▶ [WHAT TO WORK ON]: Every line of the records that holds the word "below" should be copied.

Referring expression data

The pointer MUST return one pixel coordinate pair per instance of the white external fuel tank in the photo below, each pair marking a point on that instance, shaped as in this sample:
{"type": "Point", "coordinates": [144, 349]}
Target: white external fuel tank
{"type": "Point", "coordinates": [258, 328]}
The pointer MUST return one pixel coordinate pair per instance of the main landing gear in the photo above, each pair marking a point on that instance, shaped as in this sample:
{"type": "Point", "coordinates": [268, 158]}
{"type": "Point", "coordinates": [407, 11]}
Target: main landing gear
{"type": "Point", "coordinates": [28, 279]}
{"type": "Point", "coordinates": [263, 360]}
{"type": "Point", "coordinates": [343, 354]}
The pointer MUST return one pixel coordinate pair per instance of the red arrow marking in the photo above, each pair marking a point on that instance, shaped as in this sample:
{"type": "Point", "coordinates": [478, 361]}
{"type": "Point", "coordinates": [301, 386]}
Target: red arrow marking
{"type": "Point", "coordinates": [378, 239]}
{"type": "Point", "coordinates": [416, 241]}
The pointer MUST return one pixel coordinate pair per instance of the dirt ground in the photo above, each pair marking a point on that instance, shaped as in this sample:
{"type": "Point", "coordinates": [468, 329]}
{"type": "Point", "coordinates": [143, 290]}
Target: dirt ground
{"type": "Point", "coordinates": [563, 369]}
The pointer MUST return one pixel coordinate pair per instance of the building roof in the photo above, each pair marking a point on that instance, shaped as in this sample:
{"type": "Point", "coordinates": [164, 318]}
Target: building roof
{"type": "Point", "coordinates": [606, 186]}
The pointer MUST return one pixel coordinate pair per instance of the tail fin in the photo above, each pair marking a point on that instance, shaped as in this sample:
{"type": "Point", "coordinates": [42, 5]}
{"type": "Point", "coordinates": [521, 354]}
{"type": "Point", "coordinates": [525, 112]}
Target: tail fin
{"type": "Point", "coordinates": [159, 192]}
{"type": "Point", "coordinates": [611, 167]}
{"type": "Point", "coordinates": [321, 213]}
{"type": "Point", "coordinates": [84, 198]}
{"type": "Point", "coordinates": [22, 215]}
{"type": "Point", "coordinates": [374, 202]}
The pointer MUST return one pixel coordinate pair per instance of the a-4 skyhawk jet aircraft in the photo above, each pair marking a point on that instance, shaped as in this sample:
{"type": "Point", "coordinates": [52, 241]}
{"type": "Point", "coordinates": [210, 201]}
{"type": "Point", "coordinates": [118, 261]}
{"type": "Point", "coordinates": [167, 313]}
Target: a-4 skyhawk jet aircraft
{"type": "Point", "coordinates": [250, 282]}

...

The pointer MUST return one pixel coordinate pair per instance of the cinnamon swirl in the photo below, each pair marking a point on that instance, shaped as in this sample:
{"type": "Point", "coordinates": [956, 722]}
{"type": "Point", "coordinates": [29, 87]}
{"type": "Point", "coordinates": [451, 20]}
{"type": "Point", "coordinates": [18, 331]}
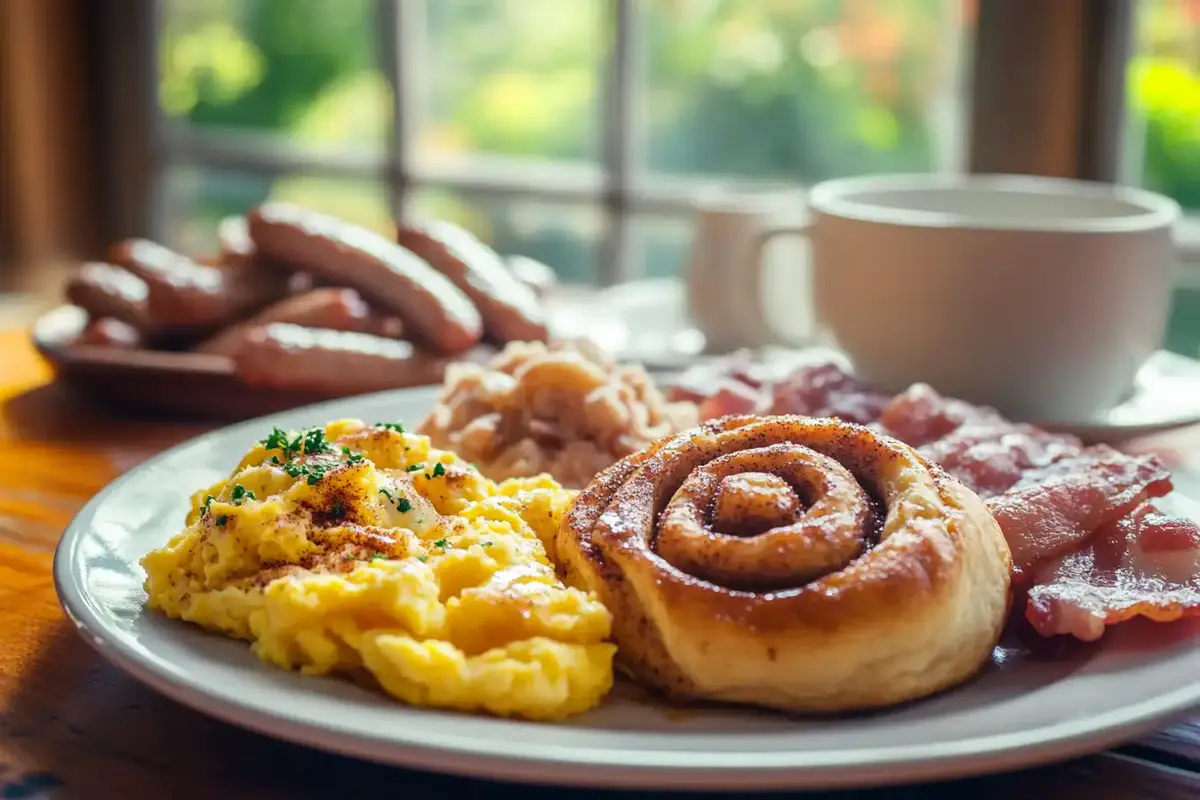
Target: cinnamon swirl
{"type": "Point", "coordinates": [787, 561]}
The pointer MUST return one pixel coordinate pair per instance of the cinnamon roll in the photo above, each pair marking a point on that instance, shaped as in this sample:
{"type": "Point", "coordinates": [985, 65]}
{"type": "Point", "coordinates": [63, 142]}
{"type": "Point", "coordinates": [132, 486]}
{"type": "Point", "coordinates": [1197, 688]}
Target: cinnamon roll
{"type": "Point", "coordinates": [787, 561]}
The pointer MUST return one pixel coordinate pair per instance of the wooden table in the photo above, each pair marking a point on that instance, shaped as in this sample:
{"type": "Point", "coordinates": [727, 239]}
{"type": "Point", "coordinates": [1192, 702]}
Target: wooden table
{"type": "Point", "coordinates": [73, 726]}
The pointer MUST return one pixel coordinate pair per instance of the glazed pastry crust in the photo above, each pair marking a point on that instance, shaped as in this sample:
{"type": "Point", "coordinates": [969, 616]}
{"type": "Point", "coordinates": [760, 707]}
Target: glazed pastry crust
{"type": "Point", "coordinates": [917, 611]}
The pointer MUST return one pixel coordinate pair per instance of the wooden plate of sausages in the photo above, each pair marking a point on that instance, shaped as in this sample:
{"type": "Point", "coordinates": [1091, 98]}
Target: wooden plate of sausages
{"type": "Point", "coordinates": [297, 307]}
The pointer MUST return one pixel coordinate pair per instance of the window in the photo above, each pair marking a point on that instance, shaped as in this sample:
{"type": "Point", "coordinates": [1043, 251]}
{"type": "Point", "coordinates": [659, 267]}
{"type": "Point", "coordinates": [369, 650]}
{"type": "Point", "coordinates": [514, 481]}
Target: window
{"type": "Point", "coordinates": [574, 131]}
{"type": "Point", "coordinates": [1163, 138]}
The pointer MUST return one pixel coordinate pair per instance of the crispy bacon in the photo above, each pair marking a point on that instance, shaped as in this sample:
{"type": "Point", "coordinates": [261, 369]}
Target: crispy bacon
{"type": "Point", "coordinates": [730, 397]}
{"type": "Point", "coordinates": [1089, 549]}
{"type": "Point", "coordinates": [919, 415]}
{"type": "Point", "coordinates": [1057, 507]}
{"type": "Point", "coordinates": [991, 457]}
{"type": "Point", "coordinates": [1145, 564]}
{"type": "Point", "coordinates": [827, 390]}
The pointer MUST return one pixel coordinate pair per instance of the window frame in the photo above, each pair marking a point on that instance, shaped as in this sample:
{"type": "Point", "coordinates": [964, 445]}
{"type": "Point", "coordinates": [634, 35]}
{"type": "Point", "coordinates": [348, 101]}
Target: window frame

▶ [FINAL ANSWER]:
The pointer MUST return one pixel coordinate pair per instance of the white external fuel tank in the photo below, each pair marking a point on that instance, shaped as in this sample:
The pointer MUST return one pixel coordinate pair per instance of the cinnamon swirl in the photo below, each pair marking a point on that instance, shaped as in this sample:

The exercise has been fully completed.